Recorded data
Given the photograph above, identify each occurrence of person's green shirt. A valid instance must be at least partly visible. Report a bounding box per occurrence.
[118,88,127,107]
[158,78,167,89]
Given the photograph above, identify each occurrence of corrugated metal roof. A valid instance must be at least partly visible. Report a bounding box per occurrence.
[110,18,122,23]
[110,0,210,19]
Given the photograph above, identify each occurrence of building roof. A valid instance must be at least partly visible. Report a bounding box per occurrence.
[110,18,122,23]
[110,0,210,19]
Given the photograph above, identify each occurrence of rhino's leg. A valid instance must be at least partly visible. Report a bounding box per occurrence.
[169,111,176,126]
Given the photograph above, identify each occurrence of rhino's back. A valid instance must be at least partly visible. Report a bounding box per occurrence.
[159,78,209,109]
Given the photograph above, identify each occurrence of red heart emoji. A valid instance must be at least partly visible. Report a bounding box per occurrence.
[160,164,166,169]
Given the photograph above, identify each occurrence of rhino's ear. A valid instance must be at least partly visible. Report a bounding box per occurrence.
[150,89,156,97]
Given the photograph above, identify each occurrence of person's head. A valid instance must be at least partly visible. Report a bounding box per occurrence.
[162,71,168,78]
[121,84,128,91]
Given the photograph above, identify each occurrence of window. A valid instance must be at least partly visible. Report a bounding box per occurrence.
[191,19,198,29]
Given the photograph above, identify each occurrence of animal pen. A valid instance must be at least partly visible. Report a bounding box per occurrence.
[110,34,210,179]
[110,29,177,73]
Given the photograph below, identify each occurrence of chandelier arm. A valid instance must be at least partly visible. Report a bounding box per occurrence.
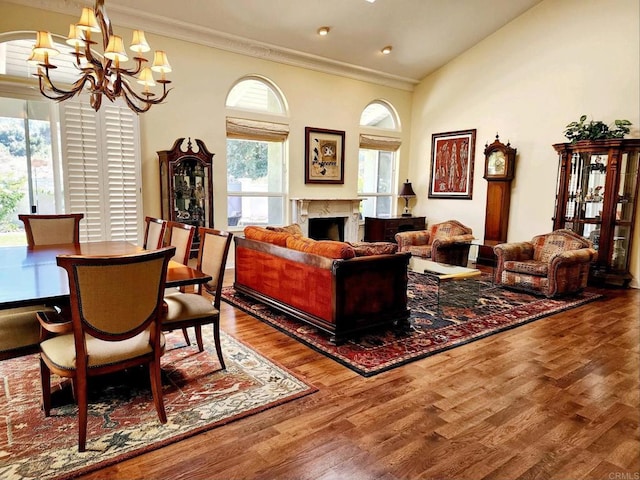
[38,71,96,100]
[118,57,148,77]
[122,82,171,105]
[122,82,171,113]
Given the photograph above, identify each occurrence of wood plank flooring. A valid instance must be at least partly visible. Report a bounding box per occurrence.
[81,272,640,480]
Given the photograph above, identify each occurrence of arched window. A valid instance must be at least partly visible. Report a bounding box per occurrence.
[226,76,287,115]
[360,100,400,130]
[226,75,289,227]
[358,100,400,217]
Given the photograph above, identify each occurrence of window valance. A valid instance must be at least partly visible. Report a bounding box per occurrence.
[360,133,402,152]
[227,117,289,142]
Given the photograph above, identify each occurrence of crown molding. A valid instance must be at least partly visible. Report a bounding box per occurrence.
[7,0,419,91]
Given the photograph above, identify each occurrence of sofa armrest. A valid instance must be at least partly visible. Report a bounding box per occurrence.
[493,242,534,285]
[432,233,475,249]
[395,230,430,252]
[551,248,598,269]
[493,242,534,262]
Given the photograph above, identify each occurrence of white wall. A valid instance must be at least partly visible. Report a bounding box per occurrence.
[409,0,640,286]
[0,1,412,232]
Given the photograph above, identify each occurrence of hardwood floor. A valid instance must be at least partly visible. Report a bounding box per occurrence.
[81,272,640,480]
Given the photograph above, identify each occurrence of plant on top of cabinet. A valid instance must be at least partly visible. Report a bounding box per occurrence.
[564,115,632,142]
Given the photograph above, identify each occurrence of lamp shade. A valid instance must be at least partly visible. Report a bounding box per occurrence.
[151,50,171,73]
[398,179,416,198]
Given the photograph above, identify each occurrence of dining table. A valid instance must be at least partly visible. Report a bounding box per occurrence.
[0,241,212,309]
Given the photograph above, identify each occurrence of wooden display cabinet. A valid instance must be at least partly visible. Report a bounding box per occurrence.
[157,138,214,256]
[553,139,640,287]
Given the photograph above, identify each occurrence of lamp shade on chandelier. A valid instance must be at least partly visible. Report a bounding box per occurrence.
[28,0,171,113]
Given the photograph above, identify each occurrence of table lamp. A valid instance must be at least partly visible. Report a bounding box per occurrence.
[398,178,416,217]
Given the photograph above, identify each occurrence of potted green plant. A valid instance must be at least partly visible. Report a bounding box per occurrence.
[564,115,632,143]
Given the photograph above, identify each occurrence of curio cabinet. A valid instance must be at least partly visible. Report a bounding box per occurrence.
[158,138,214,256]
[553,139,640,286]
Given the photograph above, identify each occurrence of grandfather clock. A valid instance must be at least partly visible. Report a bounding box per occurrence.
[478,134,516,265]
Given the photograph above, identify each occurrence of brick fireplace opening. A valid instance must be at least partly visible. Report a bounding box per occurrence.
[309,217,345,242]
[291,198,362,242]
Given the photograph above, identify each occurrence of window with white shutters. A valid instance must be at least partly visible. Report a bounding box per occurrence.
[60,99,141,246]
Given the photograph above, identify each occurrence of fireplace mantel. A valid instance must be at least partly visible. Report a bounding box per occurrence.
[291,198,363,242]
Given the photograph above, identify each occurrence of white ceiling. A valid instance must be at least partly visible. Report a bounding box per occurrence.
[10,0,541,85]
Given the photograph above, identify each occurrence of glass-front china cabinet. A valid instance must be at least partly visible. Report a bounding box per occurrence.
[553,139,640,286]
[158,138,214,256]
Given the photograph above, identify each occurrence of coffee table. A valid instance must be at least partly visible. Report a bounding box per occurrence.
[409,256,482,318]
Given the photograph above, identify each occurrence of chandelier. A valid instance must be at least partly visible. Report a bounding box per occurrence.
[28,0,171,113]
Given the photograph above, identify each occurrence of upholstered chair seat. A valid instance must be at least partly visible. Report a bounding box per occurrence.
[0,305,56,360]
[40,329,165,370]
[493,229,597,297]
[18,213,84,247]
[162,227,233,370]
[38,247,175,452]
[395,220,474,267]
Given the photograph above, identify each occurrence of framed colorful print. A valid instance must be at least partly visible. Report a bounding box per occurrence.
[304,127,344,184]
[429,129,476,200]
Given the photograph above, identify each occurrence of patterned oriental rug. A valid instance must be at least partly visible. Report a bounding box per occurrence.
[222,272,602,377]
[0,328,317,480]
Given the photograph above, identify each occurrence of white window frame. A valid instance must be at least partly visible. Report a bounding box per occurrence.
[358,99,401,216]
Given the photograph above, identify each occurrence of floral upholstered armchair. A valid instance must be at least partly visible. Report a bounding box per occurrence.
[493,229,598,297]
[395,220,473,267]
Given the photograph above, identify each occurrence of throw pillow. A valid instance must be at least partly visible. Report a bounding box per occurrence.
[244,225,291,247]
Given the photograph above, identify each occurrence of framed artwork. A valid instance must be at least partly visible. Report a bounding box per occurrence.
[304,127,344,184]
[429,129,476,200]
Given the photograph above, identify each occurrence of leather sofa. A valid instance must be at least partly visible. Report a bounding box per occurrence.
[234,226,410,344]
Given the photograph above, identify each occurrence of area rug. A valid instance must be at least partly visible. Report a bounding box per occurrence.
[0,328,316,480]
[222,272,602,377]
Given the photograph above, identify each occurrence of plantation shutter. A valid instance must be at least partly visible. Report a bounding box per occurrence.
[60,99,141,246]
[101,104,142,243]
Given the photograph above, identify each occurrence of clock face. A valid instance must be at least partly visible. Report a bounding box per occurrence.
[487,150,507,175]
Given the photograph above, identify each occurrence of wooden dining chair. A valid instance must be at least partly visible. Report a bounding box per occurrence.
[38,247,175,452]
[0,305,57,360]
[162,227,233,370]
[142,217,167,250]
[167,221,196,265]
[164,221,196,345]
[18,213,84,247]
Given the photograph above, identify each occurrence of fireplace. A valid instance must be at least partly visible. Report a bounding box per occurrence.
[291,198,361,242]
[309,217,345,242]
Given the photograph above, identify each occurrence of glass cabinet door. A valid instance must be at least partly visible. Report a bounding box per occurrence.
[565,152,608,249]
[610,151,638,270]
[553,138,640,286]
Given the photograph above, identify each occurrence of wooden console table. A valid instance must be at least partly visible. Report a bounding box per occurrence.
[364,217,427,243]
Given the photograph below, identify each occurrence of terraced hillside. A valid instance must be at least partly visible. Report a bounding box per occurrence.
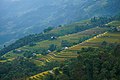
[28,32,120,80]
[4,27,108,59]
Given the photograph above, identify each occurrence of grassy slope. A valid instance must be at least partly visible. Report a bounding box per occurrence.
[27,22,120,80]
[4,27,107,58]
[28,32,120,80]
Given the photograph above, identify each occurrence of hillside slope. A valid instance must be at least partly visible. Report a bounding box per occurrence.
[0,0,120,44]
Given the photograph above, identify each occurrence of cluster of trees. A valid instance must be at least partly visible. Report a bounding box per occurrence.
[0,57,59,80]
[44,42,120,80]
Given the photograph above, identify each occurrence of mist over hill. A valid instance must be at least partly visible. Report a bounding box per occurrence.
[0,0,120,44]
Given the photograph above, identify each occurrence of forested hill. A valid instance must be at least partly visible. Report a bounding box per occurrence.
[0,0,120,44]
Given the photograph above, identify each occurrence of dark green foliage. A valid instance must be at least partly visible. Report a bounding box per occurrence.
[0,57,39,80]
[49,44,120,80]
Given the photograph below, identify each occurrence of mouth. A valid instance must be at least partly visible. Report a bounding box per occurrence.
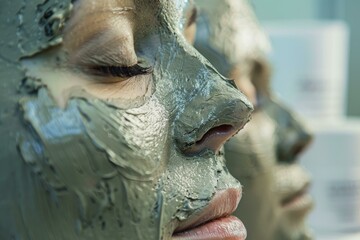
[172,188,246,240]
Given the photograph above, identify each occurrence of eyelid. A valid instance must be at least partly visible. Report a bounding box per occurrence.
[90,64,153,78]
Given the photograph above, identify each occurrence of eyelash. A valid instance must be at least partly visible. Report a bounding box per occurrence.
[90,63,153,78]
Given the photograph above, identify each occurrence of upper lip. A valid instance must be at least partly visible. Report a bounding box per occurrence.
[174,188,242,233]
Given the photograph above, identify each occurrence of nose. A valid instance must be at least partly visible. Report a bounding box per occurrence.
[270,97,313,163]
[175,76,253,156]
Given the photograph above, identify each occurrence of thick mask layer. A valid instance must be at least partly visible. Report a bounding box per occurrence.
[0,0,252,239]
[195,0,270,76]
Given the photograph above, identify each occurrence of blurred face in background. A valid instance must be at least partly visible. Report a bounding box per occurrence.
[0,0,252,240]
[195,0,312,240]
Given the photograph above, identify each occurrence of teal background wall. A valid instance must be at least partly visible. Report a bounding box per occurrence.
[249,0,360,117]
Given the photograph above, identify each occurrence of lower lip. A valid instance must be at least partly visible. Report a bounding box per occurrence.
[172,216,246,240]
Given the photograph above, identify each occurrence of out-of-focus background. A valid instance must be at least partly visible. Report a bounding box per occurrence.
[249,0,360,240]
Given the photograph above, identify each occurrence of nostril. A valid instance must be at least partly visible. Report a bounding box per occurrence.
[292,135,312,158]
[183,124,240,155]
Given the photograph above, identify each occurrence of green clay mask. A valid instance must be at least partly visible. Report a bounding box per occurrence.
[0,0,252,239]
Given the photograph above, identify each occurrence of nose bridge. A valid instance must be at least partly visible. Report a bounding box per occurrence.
[272,100,313,163]
[174,50,253,155]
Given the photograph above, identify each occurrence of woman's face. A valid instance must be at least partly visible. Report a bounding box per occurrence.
[195,0,312,240]
[0,0,252,239]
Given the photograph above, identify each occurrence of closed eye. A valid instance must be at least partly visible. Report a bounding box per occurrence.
[89,63,153,78]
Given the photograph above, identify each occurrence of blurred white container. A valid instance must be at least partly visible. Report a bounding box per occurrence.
[265,21,349,120]
[300,119,360,235]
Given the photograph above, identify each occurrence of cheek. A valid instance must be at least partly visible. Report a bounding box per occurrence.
[78,94,169,180]
[225,112,276,179]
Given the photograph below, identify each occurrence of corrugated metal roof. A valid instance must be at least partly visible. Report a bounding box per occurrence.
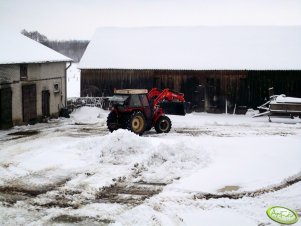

Request
Copy the listing above word for word, from its first line through the line containing "[191,19,198,29]", both included.

Worked solution
Given the photograph above, identify each occurrence of person's green shirt. A valid instance must be at least partly visible. Report a bounding box per occurrence.
[118,88,127,107]
[158,78,167,89]
Given the photograph above, identify each occurrence of corrugated metal roof. A valid instance must be at least partly visible. Report a bounding box per occurrence.
[110,18,122,23]
[110,0,210,19]
Given the photograph above, identify each occurrence of building roof. A valid instance must be at least partly visible. Report a bounding box per occurrence.
[110,18,122,23]
[110,0,210,19]
Given the photograph above, identify each occurrence of rhino's leg. A valid instance must be at least partly visible. Report a bounding box per occurrence.
[169,111,176,126]
Given the photograph above, identify each occurrence of rhino's back. A valid instance must be at least partly visible. Report a bounding box per occurrence.
[159,78,209,109]
Given the photograph above, identify each occurrence of red heart emoji. A valid instance must be at least partly visible. Report a bounding box per occurrence.
[160,164,166,169]
Given the photograph above, identify each occurrence of rhino's ear. A valid instance must be at least partly visible. Report a bounding box per occurrence.
[150,89,156,97]
Given the photograph above, identify each occurrence of person's head. A valid instance must be at least partly visible. Report a bounding box per occurrence.
[162,71,168,78]
[121,84,128,91]
Given the photograph above, identify each occurrence of window. A valid instance must be at least partly visible. Report a bounding box per occurrence.
[191,19,198,29]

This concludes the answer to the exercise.